- WHAT YOU WILL DO: Where does the word "Annotate" occur in the data below? Copy each line that holds it.

- EXTRACTED INFORMATION:
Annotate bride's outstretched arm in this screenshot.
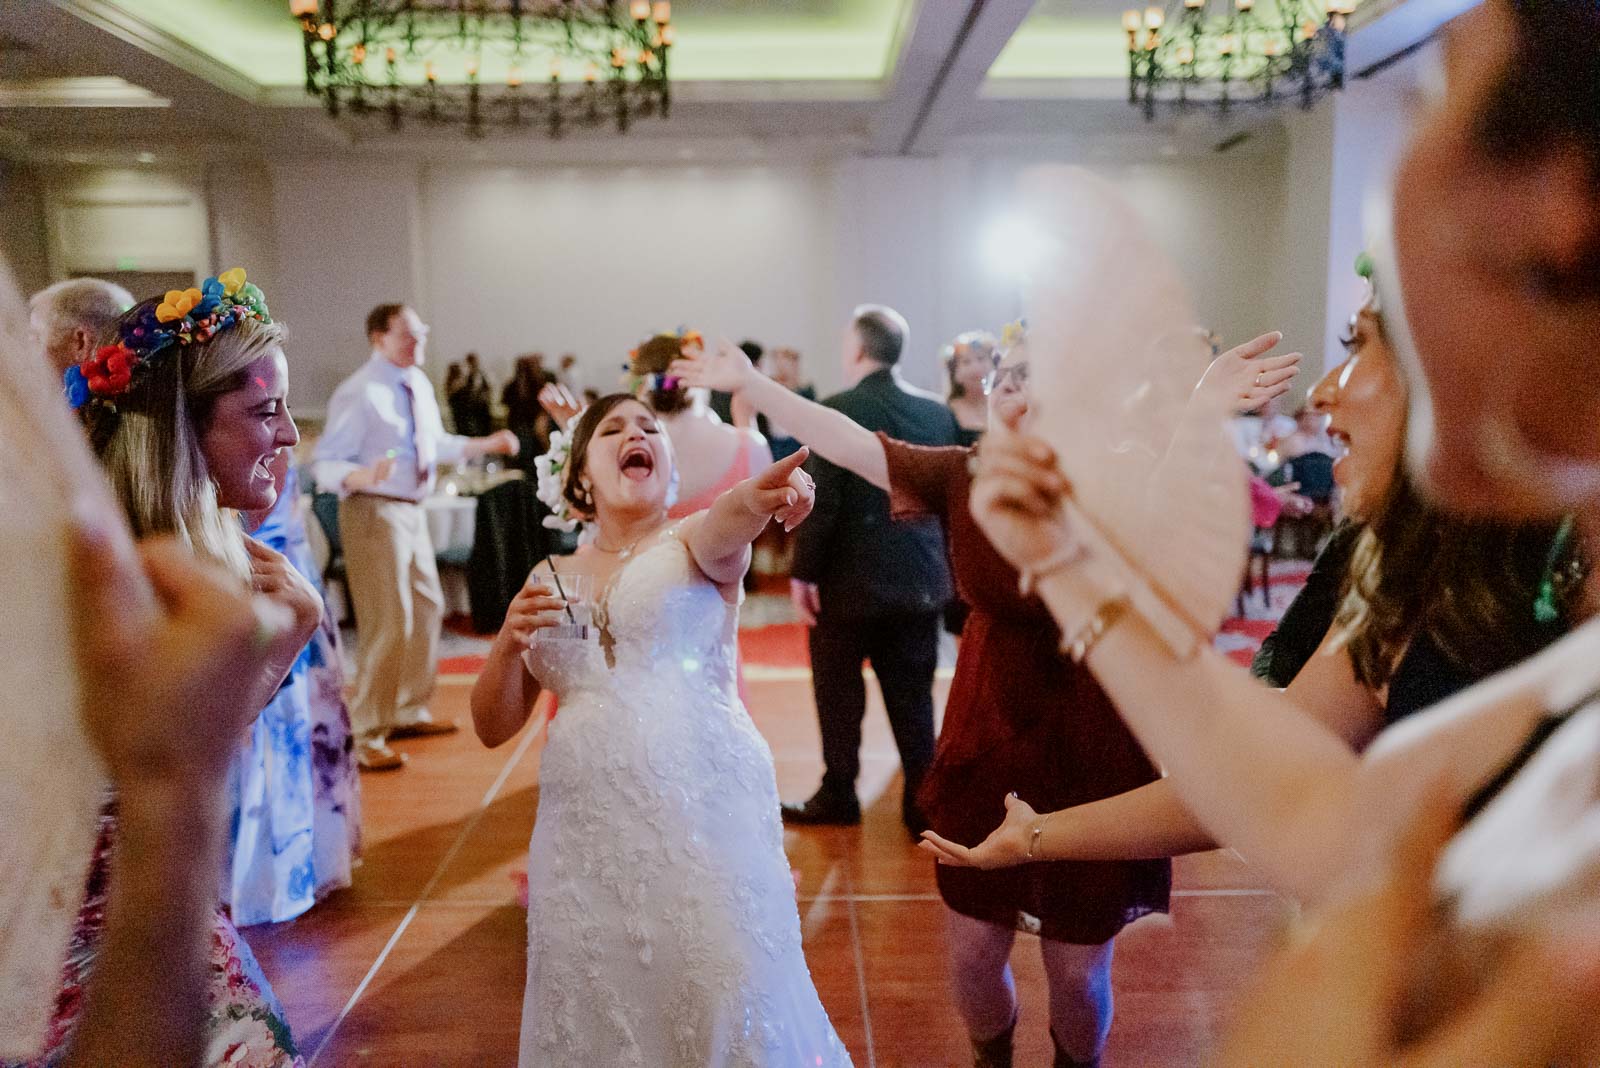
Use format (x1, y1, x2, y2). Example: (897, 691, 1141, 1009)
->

...

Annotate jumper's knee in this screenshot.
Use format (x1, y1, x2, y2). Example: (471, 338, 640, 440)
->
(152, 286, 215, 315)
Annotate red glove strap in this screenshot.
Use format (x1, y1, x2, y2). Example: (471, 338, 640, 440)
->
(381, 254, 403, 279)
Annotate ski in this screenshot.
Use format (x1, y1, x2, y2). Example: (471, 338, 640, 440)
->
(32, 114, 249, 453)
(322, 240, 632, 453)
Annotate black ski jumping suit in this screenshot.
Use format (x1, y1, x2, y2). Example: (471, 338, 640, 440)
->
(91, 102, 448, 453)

- TASK RESPONSE:
Annotate bride's outstretched arm in this screenshot.
Annotate jumper's knee in this screenshot.
Annotate red glove strap in this screenshot.
Annotate ski in this screenshot.
Annotate black ski jumping suit in this screenshot.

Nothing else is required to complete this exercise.